* [INSTRUÇÕES]
Retome o texto sobre a proteção dos devedores de crédito à habitação e prossiga a partir do ponto em que termina.

* [EXCERTO SELECIONADO]
Estabelece a Constituição da República Portuguesa, no seu artigo 65.º, que “todos têm direito, para si e para a sua família, a uma habitação de dimensão adequada, em condições de higiene e conforto e que preserve a intimidade pessoal e a privacidade familiar”. Este direito fundamental, que não pode ser posto em causa, ocupa um lugar central nas preocupações do PCP em qualquer discussão sobre a habitação e, em particular, sobre a proteção de devedores de crédito à habitação.
É uma necessidade social impreterível garantir que aqueles cujo acesso à habitação foi feito através do crédito bancário disponham de mecanismos que evitem a perda da casa onde vivem com a sua família.
Este objetivo torna-se ainda mais premente numa situação de grave crise económica e social como aquela que se vive no nosso país. De facto, com 1,4 milhões de desempregados, com cortes brutais nos rendimentos dos trabalhadores, reformados e pensionistas, com a redução ou mesmo eliminação de prestações sociais, com sucessivos aumentos de bens e serviços essenciais – da educação à saúde, da alimentação à energia, dos combustíveis aos transportes públicos – é indispensável que se tomem medidas para que à perda de emprego, de salário, de apoio social, de subsídio desemprego, não se some também a perda da habitação.
De acordo com o Inquérito à Situação Financeira das Famílias 2010, publicado pelo Banco de Portugal e pelo Instituto Nacional de Estatística em junho de 2012, a dívida hipotecária associada à residência principal tem um peso dominante no valor da dívida das famílias (80,3%), com principal incidência nos jovens com menos de 35 anos (90,8%); cerca de 25% das famílias têm hipotecas sobre a sua residência principal, valor que no escalão etário dos 35 aos 44 anos atinge os 48,9%; 13,3% dos agregados familiares têm um rácio do serviço da dívida no rendimento monetário mensal superior a 40%; na classe mais baixa de rendimento monetário, a percentagem de famílias que ultrapassam essa fasquia é de 57,9%. Estes dados demonstram cabalmente o impacto do crédito à habitação na situação financeira das famílias portuguesas, em particular nos mais jovens e nas famílias com rendimentos mais baixos.

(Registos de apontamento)
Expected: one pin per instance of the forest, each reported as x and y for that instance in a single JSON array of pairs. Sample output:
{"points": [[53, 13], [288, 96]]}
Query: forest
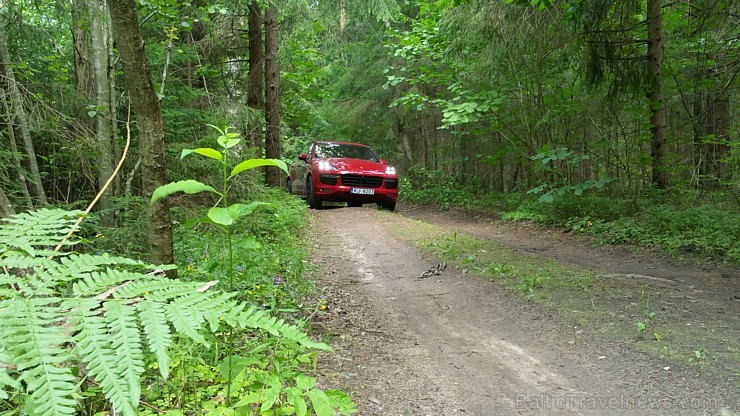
{"points": [[149, 138]]}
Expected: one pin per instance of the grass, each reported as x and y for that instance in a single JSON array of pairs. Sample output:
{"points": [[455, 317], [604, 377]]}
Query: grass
{"points": [[679, 222]]}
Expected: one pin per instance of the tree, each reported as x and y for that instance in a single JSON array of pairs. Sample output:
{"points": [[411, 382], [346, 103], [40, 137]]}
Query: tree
{"points": [[20, 113], [6, 208], [656, 95], [145, 104], [612, 30], [256, 76], [272, 95], [103, 110]]}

* [RESPOSTA]
Esta situação não acontece por acaso. Por um lado, ela corresponde aos interesses do setor financeiro; por outro lado, resulta de uma política de manutenção de baixos salários cuja valorização é substituída pelo acesso ao crédito.
No seguimento do processo de privatização da banca, os sucessivos governos promoveram a generalização do crédito à habitação como forma preferencial de ter casa, orientando uma parte significativa dos recursos nacionais para os setores financeiro e imobiliário em detrimento da promoção efetiva do direito à habitação e do indispensável apoio à atividade produtiva, designadamente de bens transacionáveis. A ligação do setor financeiro ao setor imobiliário tornou-se bem patente, nas últimas duas décadas, no ritmo alucinante de construção de novos fogos, totalmente desfasado das necessidades do país.
A generalização do crédito à habitação serviu também de almofada à política de baixos salários e reformas aplicada por sucessivos governos, procurando assim colmatar a falta de rendimentos com a indução do crédito, amarrando os trabalhadores e as famílias a compromissos de várias décadas, com um custo final várias vezes superior ao valor do bem adquirido.
Em paralelo, esta situação beneficiou da ausência continuada de uma verdadeira política de habitação assente na promoção de arrendamento público, generalizando e tornando mais acessível o arrendamento, apoiando a construção própria a custos controlados e viabilizando a atividade das cooperativas de habitação, entre outras medidas, pudesse oferecer de facto outras opções para a concretização do direito a este bem essencial.
Ao contrário do que muitas vezes é afirmado, as famílias portuguesas não recorreram de forma irresponsável ao crédito, não vivem acima das suas possibilidades através do acesso ao crédito. Aliás, 80% do crédito às famílias é para habitação. Não é irresponsabilidade querer ter uma casa condigna para viver – é um direito!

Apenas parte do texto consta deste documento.